** Brief **
Reproduce every line of the entries below without altering anything.

** Data section **
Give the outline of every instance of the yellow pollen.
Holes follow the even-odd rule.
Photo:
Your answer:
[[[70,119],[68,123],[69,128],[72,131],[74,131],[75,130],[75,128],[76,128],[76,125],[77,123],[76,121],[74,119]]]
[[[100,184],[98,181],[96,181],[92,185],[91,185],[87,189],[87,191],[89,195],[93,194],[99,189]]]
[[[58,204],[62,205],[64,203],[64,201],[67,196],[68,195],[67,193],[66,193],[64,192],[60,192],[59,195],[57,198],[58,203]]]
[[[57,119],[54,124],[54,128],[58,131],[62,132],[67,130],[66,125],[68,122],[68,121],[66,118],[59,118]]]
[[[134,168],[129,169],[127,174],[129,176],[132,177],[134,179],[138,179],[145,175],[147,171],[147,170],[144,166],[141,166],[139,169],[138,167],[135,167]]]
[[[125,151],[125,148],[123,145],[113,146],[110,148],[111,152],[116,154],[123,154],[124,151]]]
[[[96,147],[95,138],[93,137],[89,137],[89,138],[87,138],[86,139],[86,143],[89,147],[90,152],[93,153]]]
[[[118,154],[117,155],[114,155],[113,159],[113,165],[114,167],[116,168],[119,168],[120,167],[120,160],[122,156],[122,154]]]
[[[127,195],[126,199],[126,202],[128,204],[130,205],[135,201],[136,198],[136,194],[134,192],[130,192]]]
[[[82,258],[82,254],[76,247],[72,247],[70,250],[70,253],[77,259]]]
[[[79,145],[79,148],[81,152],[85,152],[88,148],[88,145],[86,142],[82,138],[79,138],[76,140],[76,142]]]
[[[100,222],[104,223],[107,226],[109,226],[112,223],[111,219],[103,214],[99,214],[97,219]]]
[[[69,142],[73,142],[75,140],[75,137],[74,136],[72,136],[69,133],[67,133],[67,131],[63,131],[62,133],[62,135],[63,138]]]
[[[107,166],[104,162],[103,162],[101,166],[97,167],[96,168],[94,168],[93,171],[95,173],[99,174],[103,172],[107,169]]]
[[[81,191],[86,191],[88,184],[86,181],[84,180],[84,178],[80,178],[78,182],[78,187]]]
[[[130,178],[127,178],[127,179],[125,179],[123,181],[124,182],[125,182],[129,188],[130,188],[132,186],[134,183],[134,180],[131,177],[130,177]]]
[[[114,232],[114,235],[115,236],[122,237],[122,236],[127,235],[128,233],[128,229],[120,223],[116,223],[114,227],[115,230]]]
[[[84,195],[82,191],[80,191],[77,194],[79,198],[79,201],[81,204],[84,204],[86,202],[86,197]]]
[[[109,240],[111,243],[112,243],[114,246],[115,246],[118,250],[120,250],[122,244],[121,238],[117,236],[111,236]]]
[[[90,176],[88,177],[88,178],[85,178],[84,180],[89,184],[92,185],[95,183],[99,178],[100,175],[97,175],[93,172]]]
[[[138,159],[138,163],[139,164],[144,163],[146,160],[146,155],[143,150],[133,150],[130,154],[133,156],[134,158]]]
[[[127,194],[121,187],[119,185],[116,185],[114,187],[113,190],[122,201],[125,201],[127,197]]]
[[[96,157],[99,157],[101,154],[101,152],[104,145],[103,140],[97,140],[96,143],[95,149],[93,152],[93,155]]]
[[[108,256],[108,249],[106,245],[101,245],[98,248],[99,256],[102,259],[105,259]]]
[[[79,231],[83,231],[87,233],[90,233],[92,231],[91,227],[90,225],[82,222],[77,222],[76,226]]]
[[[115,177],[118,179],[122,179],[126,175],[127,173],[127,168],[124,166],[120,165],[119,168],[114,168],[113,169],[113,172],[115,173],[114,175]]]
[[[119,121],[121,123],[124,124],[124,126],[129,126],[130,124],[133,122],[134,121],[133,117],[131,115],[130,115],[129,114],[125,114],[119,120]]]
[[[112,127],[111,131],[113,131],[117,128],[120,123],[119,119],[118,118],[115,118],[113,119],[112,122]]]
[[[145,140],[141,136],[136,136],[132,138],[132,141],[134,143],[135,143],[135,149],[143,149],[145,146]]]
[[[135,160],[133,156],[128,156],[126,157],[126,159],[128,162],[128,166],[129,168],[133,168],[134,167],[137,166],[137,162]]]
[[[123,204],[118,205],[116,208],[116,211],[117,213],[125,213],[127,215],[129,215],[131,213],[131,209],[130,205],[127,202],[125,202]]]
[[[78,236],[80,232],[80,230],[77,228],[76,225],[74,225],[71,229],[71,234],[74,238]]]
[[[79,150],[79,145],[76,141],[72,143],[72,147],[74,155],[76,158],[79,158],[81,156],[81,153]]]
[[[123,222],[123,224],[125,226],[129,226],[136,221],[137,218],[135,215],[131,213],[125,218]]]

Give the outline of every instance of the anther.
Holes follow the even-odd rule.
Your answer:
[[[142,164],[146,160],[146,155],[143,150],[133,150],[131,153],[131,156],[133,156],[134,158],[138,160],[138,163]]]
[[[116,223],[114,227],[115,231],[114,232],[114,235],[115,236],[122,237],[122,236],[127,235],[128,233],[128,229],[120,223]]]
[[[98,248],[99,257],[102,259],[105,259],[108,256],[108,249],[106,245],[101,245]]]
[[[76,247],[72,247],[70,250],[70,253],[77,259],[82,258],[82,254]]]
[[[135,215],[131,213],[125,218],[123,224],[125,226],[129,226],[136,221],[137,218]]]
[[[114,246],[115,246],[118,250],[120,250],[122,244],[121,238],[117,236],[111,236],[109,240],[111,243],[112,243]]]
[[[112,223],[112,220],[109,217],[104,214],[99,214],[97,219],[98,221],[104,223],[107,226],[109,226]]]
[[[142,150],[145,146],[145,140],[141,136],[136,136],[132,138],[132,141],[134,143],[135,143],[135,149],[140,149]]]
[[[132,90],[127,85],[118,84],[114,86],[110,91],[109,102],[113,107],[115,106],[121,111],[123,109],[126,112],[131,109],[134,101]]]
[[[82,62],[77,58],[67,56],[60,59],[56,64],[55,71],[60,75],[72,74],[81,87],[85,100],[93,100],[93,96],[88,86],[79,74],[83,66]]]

** Answer for this exercise **
Give the outline of every instance of the yellow pollen.
Holes follow the even-odd rule.
Photo:
Your answer:
[[[70,119],[68,123],[69,128],[72,131],[74,131],[75,130],[75,128],[76,128],[76,125],[77,123],[76,121],[74,119]]]
[[[100,184],[98,181],[96,181],[92,185],[91,185],[87,189],[87,191],[89,195],[93,194],[99,189]]]
[[[58,204],[62,205],[64,203],[64,201],[67,196],[68,195],[67,193],[66,193],[64,192],[60,192],[59,195],[57,198],[58,203]]]
[[[57,119],[54,124],[54,128],[58,131],[62,132],[67,130],[66,125],[68,122],[68,121],[66,118],[59,118]]]
[[[134,168],[129,169],[127,174],[129,176],[132,177],[134,179],[138,179],[145,175],[147,171],[147,170],[144,166],[141,166],[139,169],[138,167],[135,167]]]
[[[125,151],[125,148],[123,145],[113,146],[110,148],[111,152],[116,154],[123,154],[124,151]]]
[[[96,147],[95,138],[93,137],[89,137],[89,138],[87,138],[86,139],[86,143],[89,147],[90,152],[93,153]]]
[[[118,154],[117,155],[114,155],[113,159],[113,165],[114,167],[116,168],[119,168],[120,167],[120,160],[122,156],[122,154]]]
[[[127,195],[126,199],[126,202],[128,204],[130,205],[135,201],[136,198],[136,194],[134,192],[130,192]]]
[[[82,258],[82,254],[76,247],[72,247],[70,250],[70,253],[77,259]]]
[[[79,145],[79,148],[81,152],[85,152],[88,148],[88,145],[86,142],[82,138],[79,138],[76,140],[76,142]]]
[[[100,222],[104,223],[107,226],[109,226],[112,223],[111,219],[103,214],[99,214],[97,219]]]
[[[69,142],[73,142],[75,140],[75,137],[74,136],[72,136],[69,133],[67,133],[67,131],[63,131],[62,133],[62,135],[63,138]]]
[[[107,166],[104,162],[103,162],[101,166],[97,167],[96,168],[94,168],[93,171],[95,173],[99,174],[103,172],[107,169]]]
[[[81,191],[86,191],[88,184],[86,181],[84,180],[84,178],[80,178],[78,182],[78,187]]]
[[[130,178],[127,178],[127,179],[125,179],[123,181],[124,182],[125,182],[129,188],[130,188],[132,186],[134,183],[134,180],[131,177],[130,177]]]
[[[114,232],[114,235],[115,236],[122,237],[122,236],[127,235],[128,233],[128,229],[120,223],[116,223],[114,227],[115,230]]]
[[[84,195],[82,191],[80,191],[77,194],[79,198],[79,201],[81,204],[84,204],[86,202],[86,197]]]
[[[109,240],[111,243],[112,243],[114,246],[115,246],[118,250],[120,250],[122,244],[121,238],[117,236],[111,236]]]
[[[90,176],[88,177],[88,178],[85,178],[84,180],[89,184],[92,185],[95,183],[99,178],[100,175],[97,175],[93,172]]]
[[[138,159],[138,163],[139,164],[144,163],[146,160],[146,155],[143,150],[133,150],[130,154],[133,156],[134,158]]]
[[[127,194],[121,187],[119,185],[116,185],[114,187],[113,190],[122,201],[125,201],[127,197]]]
[[[96,157],[99,157],[101,154],[101,152],[104,145],[103,140],[97,140],[96,143],[95,149],[93,152],[93,155]]]
[[[108,256],[108,249],[106,245],[101,245],[98,248],[99,256],[102,259],[105,259]]]
[[[79,231],[83,231],[87,233],[90,233],[92,231],[91,227],[90,225],[82,222],[77,222],[76,226]]]
[[[115,177],[118,179],[122,179],[126,175],[127,173],[127,168],[124,166],[120,165],[119,168],[114,168],[113,169],[113,172],[115,173],[114,175]]]
[[[119,121],[121,123],[124,124],[124,126],[129,126],[130,124],[133,122],[134,121],[133,117],[131,115],[130,115],[129,114],[125,114],[119,120]]]
[[[112,127],[111,131],[113,131],[117,128],[120,123],[119,119],[118,118],[115,118],[113,119],[112,122]]]
[[[145,140],[141,136],[136,136],[132,138],[132,141],[134,143],[135,143],[135,149],[143,149],[145,146]]]
[[[135,160],[133,156],[128,156],[126,157],[126,159],[128,162],[128,166],[129,168],[133,168],[134,167],[137,166],[137,162]]]
[[[123,204],[118,205],[116,208],[116,211],[117,213],[125,213],[127,215],[129,215],[131,213],[131,209],[130,205],[127,202],[125,202]]]
[[[78,236],[80,232],[80,230],[77,228],[76,225],[74,225],[71,229],[71,234],[74,238]]]
[[[79,150],[79,145],[76,141],[72,143],[72,147],[74,155],[76,158],[79,158],[81,156],[81,153]]]
[[[123,222],[123,224],[125,226],[129,226],[136,221],[137,218],[135,215],[131,213],[125,218]]]

Give the outline of every instance of the anther.
Holes follow the even-odd rule.
Your answer:
[[[142,164],[146,160],[146,155],[143,150],[133,150],[131,153],[131,156],[133,156],[134,158],[138,160],[138,163]]]
[[[116,223],[114,227],[115,231],[114,232],[114,235],[115,236],[122,237],[122,236],[127,235],[128,233],[128,229],[120,223]]]
[[[98,248],[99,257],[102,259],[105,259],[108,256],[108,249],[106,245],[101,245]]]
[[[76,247],[72,247],[70,250],[70,253],[77,259],[82,258],[82,254]]]
[[[135,215],[131,213],[125,218],[123,224],[125,226],[129,226],[136,221],[137,218]]]
[[[114,246],[115,246],[118,250],[120,250],[122,244],[121,238],[117,236],[111,236],[109,240],[111,243],[112,243]]]
[[[112,223],[112,220],[109,217],[104,214],[99,214],[97,219],[98,221],[104,223],[107,226],[109,226]]]
[[[142,150],[145,146],[145,140],[141,136],[136,136],[132,138],[132,141],[134,143],[135,143],[135,149],[140,149]]]
[[[132,90],[127,85],[118,84],[114,86],[110,91],[109,102],[113,107],[115,106],[121,111],[123,109],[126,112],[131,109],[134,101]]]
[[[82,62],[77,58],[67,56],[60,59],[56,64],[55,71],[60,75],[72,74],[81,87],[85,100],[93,100],[93,96],[88,86],[79,74],[83,66]]]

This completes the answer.